Make an exact copy of the lines below.

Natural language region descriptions
*** Block opens ***
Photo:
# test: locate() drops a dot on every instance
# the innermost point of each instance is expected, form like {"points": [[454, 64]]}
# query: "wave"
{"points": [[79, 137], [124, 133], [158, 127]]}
*** Block closes ***
### Task output
Photo:
# test: locate() drops a dot on every instance
# the innermost point of each instance is expected, form like {"points": [[454, 64]]}
# query: "wave"
{"points": [[79, 137], [124, 133], [158, 127]]}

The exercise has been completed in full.